List of tasks:
(1) In the prehistory passage, copy the text between "12. Was the" and "lingustically to date.", inclusive.
(2) According to the prehistory passage, what is the earliest possible date for the extinction of Homo Florensis?
(3) Do these statements agree with the prehistory passage? Answer yes or no for each, and quote the deciding words. (a) Archaeology places modern humans' arrival in Southeast Asia from South Asia within a window of roughly 100,000 to 45,000 years ago. (b) The Yayoi people came from Korea. (c) A link between the Inuit language and the Uralic languages is widely accepted.

:: Exercise passage ::

7. When did modern humans make it from South Asia to Southeast Asia?
The window admitted by archaeology is approximately 100,000 years ago to 45,000 years ago, with a time frame of 65,000 to 75,000 most strongly favored by the evidence, but not very conclusively established.
8. How many waves of mass migration were there to Asia in the Upper Paleolithic and when did they take place?
There is little evidence of prehistoric mass population genetic transfer between East Eurasia and West Eurasia (with a couple of notable exceptions, e.g., for Uralic populations and in the case of mtDNA haplogroup X) prior to the historic era after this initial first order split of Eurasians after leaving Africa.
The data is probably a better fit to several waves of pre-Neolithic migration, rather than just one (although the major Neolithic waves need to be understood to parse the earlier waves from the genetic data). But, the timing and paths of these waves is subject to reasonable dispute.
9. How did Homo Erectus go extinct?
While the evidence is very thin indeed on this point, extinction due to warfare and/or inability to complete for food and territory with modern humans upon first contact, outside of Flores where a cooperative mode emerged, possibly boosted by the Toba erruption or a climate shift seems most plausible.
10. When, if ever, did Homo Florensis go extinct?
The earliest possible date for the extinction is about 10,000 years ago, which is the date of the oldest skeletal evidence, but there is good reason to think that they persisted even after first contact with Europeans and that there may even be a tiny population of this species extant on one known part of one Indonensian island.
11. Is the Inuit language linguistically related to the Uralic languages as part of a transpolar language family?
There is some scholarly evidence to suggest that this might be the case, but it is not widely accepted at this point.
12. Was the Na-Dene a separate migration wave to the New World separate from the Paleo-Eskimo Dorsett, or do they represent admixture of Dorsett and first wave indigeneous American populations?
Historically, these have been treated as two separate post-first wave indigeneous population events, but some suggestive ancient DNA analysis points to collapsing them into one wave. This population is the only one strongly linked to an old world Paleo-Siberian population lingustically to date.
13. To what extent can known historical cultures of the New World in the last several thousand be properly said to be derived from each other? What is the sequence of historical cultures in North America?
There is accumulating evidence that a lot of separate archaeological cultures in the New World can all be traced back to an early one near Monroe, Louisiana.
14. What are the linguistic origins of Japanese?
The Yayoi people came from Korea and the evidence strongly favors one of the languages of Korea at about that time as a source, but there is not agreement on which one. There is likewise dispute over whether Korean and Japanese languages are related to the Altaic languages with some evidence, particularly statistical analysis of lexemes, favoring that position.
15. Is the Dravidian language family indigeneous or did it have an outside source, and if so which one?
Multiple theories exist. I tend to favor an Afro-Dravidian hypothesis with a source language not that different from early Swahili, although distinct from it. This is because the South Asian Neolithic involved a heavy component of Sahel African crops. Some archaeological evidence suggests that it could be that these crops were brought to South Asia, domesticated by the Harappans or related populations, and then returned to Africa.
16. How did Y-DNA haplogroup T end up in the
This distribution is suggestively similar to the expansion of the Dravidian language and South Asian Neolithic. But, the resolution of the Y-DNA haplogroup T data collected so far is not high enough to discern its source (and possibly with it a source for Dravidian crop transfer).

:::
:: Material shown ::

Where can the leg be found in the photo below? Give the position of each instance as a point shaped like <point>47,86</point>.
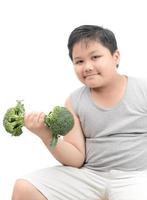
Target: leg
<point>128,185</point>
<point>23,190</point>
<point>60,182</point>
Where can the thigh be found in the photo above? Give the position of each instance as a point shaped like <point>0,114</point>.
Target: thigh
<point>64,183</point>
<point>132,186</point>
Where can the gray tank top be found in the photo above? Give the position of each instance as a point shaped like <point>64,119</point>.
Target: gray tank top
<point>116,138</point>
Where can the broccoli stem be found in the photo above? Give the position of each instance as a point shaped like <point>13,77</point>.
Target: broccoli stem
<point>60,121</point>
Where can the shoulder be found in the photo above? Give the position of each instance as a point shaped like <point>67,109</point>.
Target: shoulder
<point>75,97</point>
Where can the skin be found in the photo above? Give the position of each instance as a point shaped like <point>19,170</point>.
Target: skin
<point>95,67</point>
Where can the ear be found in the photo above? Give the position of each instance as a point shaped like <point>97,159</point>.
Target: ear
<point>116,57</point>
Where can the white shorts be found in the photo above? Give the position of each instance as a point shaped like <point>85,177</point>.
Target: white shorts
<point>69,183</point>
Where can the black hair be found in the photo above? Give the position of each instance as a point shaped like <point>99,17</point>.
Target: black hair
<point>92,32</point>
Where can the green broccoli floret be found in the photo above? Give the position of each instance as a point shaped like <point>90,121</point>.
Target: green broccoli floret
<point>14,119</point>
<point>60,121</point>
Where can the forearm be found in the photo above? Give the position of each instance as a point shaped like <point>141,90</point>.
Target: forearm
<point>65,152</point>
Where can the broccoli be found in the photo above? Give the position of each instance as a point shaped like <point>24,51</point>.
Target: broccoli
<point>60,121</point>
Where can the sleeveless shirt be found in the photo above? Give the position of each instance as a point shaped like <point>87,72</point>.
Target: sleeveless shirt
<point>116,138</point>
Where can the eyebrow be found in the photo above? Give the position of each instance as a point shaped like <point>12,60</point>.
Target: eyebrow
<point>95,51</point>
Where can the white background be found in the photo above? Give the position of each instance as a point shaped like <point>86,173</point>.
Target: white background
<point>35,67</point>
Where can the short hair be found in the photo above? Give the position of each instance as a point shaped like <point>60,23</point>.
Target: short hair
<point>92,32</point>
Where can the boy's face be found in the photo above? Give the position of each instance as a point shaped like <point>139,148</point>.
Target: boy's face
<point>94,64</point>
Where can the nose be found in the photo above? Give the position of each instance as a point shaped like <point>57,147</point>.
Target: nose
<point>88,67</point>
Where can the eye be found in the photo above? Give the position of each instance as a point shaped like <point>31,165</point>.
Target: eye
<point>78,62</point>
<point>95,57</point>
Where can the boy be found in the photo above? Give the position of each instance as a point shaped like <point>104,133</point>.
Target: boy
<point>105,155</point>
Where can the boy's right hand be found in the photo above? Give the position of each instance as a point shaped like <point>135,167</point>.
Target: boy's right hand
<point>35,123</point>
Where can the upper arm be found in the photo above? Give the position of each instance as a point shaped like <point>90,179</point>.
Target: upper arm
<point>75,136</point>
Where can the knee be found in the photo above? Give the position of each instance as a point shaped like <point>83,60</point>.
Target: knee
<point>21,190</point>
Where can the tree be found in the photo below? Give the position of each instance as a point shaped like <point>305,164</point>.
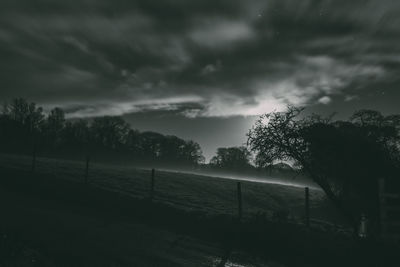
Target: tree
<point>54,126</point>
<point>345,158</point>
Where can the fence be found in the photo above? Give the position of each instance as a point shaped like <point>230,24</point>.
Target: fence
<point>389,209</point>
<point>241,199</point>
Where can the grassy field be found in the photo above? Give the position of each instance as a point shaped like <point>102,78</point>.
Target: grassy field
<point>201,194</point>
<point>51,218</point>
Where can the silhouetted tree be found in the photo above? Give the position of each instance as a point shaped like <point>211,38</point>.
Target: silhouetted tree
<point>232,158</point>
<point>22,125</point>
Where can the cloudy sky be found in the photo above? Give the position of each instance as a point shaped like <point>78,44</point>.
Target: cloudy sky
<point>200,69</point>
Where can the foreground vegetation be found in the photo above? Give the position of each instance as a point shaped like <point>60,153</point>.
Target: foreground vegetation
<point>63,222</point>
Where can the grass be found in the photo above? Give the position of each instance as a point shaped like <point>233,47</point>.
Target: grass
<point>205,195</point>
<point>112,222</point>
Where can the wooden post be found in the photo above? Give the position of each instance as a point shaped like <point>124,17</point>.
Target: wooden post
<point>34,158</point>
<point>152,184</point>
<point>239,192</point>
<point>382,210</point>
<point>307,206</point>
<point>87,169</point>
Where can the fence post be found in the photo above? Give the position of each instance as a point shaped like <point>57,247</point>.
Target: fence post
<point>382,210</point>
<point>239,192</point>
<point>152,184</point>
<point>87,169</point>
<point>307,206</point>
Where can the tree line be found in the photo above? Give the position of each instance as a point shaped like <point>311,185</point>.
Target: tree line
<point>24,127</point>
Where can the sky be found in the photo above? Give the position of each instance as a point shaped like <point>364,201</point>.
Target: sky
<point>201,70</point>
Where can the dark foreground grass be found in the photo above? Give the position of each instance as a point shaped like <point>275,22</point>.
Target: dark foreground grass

:::

Answers below:
(1)
12. Was the Na-Dene a separate migration wave to the New World separate from the Paleo-Eskimo Dorsett, or do they represent admixture of Dorsett and first wave indigeneous American populations?
Historically, these have been treated as two separate post-first wave indigeneous population events, but some suggestive ancient DNA analysis points to collapsing them into one wave. This population is the only one strongly linked to an old world Paleo-Siberian population lingustically to date.

(2) About 10,000 years ago, the date of the oldest skeletal evidence.

(3)
(a) Yes: "The window admitted by archaeology is approximately 100,000 years ago to 45,000 years ago"
(b) Yes: "The Yayoi people came from Korea"
(c) No: "it is not widely accepted at this point"